§ **Provided records**:
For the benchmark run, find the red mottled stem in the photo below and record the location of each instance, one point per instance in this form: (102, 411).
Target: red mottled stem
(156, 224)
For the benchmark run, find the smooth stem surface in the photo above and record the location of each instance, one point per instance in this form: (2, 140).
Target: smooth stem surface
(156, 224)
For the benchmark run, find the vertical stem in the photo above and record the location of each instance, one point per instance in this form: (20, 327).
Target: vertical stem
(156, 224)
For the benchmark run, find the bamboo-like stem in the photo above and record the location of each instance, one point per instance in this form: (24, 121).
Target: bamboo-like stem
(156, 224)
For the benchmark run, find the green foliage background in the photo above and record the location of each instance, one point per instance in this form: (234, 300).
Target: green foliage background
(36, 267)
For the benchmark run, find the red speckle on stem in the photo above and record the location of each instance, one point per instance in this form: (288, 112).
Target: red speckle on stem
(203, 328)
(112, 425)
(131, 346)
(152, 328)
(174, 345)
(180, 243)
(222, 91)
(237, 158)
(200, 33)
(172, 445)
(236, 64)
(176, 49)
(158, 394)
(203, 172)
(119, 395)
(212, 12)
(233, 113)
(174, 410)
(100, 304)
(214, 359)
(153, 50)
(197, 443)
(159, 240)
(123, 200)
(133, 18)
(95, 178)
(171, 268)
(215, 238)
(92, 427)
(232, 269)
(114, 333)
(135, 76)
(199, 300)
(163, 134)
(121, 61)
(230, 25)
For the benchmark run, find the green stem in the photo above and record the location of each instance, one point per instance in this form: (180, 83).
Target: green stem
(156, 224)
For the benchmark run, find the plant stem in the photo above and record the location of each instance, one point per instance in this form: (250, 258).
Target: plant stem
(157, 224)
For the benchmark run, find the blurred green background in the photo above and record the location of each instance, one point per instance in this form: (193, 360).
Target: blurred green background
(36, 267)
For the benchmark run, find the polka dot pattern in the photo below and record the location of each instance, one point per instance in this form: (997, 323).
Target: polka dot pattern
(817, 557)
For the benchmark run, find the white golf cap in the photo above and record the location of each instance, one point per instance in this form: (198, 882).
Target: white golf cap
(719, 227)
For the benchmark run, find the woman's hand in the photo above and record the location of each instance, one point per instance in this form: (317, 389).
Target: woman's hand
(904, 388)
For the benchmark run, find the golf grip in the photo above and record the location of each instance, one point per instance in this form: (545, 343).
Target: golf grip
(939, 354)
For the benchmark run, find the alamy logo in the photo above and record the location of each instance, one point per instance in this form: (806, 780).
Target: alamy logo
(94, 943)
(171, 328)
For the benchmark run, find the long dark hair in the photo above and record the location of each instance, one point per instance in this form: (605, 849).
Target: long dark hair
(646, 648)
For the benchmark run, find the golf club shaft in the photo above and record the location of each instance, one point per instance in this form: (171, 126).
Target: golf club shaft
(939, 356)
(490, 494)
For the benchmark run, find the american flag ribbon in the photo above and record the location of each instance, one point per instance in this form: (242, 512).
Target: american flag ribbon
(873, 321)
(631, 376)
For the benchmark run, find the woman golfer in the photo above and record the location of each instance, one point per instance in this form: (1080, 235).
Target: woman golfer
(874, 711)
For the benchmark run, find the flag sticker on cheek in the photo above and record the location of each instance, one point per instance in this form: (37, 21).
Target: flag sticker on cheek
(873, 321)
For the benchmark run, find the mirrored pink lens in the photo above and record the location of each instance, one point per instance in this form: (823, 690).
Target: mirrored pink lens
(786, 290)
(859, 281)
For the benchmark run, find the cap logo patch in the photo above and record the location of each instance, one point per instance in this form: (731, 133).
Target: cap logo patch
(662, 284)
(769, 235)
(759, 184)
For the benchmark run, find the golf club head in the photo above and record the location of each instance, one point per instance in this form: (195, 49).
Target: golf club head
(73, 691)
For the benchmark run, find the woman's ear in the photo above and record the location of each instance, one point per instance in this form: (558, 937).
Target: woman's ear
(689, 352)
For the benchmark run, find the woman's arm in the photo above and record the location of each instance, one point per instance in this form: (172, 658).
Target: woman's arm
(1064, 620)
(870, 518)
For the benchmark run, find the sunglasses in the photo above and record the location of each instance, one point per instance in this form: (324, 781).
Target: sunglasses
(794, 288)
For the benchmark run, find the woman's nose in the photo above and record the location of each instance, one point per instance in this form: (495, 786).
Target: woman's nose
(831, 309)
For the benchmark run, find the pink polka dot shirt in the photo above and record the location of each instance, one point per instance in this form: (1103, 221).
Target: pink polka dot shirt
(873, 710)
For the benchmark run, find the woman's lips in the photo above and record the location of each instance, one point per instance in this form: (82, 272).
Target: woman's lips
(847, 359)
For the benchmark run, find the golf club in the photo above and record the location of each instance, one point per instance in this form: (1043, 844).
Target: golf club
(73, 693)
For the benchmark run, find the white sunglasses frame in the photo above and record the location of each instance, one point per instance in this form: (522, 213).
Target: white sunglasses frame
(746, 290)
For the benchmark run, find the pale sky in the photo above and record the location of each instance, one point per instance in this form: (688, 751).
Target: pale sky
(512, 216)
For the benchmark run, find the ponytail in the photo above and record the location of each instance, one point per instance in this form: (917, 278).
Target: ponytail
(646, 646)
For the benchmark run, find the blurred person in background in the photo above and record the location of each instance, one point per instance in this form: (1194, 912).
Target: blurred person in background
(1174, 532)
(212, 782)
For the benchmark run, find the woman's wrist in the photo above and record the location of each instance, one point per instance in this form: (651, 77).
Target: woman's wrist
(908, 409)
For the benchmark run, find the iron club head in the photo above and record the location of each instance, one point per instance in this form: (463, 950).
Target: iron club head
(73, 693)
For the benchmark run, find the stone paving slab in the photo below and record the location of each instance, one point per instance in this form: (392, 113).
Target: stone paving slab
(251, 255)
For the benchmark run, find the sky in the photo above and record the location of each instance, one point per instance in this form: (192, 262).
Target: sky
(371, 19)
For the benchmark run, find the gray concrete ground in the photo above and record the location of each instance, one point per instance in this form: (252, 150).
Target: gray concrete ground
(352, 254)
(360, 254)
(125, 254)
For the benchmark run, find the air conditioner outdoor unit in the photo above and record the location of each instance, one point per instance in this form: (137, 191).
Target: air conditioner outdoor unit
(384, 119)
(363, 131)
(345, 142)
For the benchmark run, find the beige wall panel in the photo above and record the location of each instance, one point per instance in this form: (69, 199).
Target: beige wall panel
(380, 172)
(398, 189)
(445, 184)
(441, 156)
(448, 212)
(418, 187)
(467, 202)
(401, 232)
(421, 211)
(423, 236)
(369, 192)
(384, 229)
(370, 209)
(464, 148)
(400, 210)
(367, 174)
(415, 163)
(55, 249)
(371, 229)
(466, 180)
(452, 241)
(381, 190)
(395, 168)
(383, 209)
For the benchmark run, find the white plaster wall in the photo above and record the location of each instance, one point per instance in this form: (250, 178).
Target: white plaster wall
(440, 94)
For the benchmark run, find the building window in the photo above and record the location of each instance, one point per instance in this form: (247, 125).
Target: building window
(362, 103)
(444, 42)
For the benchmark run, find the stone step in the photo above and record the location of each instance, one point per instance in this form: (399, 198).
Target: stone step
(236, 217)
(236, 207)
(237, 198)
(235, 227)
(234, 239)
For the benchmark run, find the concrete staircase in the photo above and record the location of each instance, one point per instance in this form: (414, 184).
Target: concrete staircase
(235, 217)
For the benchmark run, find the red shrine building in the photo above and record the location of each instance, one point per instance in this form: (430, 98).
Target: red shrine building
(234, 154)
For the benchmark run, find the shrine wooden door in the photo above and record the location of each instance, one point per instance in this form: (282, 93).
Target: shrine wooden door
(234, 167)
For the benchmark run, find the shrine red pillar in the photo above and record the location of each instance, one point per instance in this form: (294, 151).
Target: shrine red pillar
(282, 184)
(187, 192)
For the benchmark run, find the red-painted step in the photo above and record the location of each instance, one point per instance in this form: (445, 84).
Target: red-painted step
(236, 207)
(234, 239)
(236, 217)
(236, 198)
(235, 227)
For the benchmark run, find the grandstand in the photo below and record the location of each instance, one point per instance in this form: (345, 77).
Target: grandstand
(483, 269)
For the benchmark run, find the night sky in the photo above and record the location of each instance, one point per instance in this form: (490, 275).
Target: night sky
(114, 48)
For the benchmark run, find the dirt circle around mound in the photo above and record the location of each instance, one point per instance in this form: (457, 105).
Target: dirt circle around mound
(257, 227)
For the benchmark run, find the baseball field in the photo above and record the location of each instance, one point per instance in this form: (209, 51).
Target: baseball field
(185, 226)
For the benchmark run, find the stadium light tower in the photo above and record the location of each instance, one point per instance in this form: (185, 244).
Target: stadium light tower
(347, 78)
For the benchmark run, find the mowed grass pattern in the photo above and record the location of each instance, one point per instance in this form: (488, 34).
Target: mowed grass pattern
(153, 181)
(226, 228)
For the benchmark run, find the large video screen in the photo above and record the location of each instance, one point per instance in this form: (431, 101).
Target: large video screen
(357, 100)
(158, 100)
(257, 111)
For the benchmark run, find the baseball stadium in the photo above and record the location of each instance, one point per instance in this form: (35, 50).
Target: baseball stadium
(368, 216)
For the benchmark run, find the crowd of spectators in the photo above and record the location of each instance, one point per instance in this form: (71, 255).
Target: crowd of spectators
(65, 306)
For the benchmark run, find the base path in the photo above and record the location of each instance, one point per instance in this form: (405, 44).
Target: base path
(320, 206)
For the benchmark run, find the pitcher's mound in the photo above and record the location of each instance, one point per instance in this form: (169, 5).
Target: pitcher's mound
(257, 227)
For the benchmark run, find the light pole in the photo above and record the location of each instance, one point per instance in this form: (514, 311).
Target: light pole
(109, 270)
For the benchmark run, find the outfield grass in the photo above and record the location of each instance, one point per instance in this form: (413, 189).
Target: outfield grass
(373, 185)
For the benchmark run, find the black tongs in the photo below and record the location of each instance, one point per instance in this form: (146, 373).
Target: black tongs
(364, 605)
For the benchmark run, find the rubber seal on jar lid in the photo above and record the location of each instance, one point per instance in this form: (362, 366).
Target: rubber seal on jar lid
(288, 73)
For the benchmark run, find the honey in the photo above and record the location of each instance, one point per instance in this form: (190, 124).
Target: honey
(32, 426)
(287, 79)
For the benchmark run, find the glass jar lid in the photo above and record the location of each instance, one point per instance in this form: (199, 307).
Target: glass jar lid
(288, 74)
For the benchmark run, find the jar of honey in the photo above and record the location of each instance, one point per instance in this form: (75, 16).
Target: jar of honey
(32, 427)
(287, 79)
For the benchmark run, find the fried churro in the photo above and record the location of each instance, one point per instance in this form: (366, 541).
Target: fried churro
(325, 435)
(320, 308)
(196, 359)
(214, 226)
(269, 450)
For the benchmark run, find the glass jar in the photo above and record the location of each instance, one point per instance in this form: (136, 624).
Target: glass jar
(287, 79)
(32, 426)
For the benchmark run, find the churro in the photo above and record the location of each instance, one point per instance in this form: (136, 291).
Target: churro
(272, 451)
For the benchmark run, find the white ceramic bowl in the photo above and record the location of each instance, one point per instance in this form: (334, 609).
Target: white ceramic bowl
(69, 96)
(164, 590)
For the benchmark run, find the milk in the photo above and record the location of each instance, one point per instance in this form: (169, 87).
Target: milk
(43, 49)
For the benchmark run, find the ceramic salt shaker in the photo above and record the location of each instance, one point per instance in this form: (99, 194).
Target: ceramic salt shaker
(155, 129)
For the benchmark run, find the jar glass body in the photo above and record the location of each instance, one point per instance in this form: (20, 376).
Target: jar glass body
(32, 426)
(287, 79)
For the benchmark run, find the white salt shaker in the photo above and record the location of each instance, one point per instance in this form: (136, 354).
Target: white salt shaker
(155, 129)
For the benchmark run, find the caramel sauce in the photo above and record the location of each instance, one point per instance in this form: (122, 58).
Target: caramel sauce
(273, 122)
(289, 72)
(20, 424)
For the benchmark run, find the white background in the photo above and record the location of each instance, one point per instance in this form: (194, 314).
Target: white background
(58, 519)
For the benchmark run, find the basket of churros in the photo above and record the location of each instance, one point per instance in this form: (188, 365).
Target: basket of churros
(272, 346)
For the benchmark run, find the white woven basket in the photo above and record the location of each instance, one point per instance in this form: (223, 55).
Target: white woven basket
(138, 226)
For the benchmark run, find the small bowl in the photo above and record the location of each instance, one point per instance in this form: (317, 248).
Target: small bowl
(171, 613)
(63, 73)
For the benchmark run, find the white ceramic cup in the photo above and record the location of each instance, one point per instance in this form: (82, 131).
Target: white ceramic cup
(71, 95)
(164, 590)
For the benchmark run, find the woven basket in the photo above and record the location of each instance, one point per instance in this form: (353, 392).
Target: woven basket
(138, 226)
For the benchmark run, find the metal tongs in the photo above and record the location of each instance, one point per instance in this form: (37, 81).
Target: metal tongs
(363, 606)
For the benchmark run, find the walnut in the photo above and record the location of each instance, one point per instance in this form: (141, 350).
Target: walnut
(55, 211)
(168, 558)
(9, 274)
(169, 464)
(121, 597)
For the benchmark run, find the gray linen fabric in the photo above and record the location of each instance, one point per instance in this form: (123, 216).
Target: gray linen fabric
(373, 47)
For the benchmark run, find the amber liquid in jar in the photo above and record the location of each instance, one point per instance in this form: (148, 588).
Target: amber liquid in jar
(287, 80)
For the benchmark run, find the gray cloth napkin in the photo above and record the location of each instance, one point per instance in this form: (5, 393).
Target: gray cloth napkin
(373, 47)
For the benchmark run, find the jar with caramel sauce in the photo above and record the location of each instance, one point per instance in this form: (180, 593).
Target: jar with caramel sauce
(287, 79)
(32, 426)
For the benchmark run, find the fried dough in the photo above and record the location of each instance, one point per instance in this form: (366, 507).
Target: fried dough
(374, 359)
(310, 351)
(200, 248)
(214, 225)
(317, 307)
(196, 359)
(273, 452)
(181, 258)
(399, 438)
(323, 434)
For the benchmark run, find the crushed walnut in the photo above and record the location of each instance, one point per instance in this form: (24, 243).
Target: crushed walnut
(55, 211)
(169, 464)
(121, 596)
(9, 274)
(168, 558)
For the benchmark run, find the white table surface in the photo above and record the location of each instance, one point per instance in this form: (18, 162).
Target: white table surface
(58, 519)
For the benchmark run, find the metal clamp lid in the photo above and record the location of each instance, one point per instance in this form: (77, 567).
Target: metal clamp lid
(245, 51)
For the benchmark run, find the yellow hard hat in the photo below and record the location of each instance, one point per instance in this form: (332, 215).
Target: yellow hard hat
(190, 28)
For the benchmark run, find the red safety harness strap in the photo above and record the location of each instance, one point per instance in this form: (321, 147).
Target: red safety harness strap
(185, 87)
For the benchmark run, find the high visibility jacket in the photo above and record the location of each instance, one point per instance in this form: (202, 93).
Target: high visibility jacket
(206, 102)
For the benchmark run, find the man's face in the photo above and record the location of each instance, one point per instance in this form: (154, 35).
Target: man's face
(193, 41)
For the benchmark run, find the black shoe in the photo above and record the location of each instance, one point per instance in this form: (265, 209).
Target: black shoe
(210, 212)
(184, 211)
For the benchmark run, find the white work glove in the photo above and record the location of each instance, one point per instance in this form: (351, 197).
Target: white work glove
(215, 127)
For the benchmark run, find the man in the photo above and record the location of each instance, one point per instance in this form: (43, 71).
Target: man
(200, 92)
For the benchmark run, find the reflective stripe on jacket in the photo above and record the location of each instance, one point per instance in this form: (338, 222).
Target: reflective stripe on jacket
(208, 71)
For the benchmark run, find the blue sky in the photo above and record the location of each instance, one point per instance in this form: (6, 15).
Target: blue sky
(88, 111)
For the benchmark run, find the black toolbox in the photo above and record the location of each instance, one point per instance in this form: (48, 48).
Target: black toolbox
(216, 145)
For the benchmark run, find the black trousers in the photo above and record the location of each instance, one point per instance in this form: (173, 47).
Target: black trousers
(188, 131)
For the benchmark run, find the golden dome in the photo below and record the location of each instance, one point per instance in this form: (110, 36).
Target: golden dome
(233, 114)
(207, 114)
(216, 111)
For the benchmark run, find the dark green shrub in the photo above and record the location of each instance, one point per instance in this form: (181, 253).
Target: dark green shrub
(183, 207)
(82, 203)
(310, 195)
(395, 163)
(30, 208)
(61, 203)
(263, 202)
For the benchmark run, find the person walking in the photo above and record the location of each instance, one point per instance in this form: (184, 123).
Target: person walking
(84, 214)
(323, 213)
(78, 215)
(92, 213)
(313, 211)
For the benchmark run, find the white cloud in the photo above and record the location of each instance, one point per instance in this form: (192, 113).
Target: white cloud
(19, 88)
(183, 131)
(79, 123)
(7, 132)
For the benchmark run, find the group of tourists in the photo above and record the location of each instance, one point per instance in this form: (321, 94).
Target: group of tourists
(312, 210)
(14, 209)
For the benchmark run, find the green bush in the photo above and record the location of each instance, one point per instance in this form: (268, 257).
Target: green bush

§ **Challenge**:
Only the lines from the one holding "For the benchmark run, find the person" through the end of the listing should be given again, exactly and with both ends included.

§ **Reply to the exercise**:
For the benchmark run, find the person walking in the photo above and record the location of each instance, one point per instance in this form: (184, 123).
Target: person walking
(84, 214)
(323, 213)
(78, 215)
(92, 213)
(313, 211)
For the benchmark run, find the white cloud in the photo above and record the location of each instance, one point per instance in this form: (192, 113).
Target: white cloud
(19, 88)
(183, 131)
(79, 123)
(7, 132)
For the benchmark run, find the group of tourists in the photo above and record the location of each instance, one point per instance in this form: (321, 94).
Target: group of tourists
(312, 210)
(14, 209)
For the benchmark run, find the green bush in the photo above and record the location of each instance, one point per instance in this form: (268, 257).
Target: green bush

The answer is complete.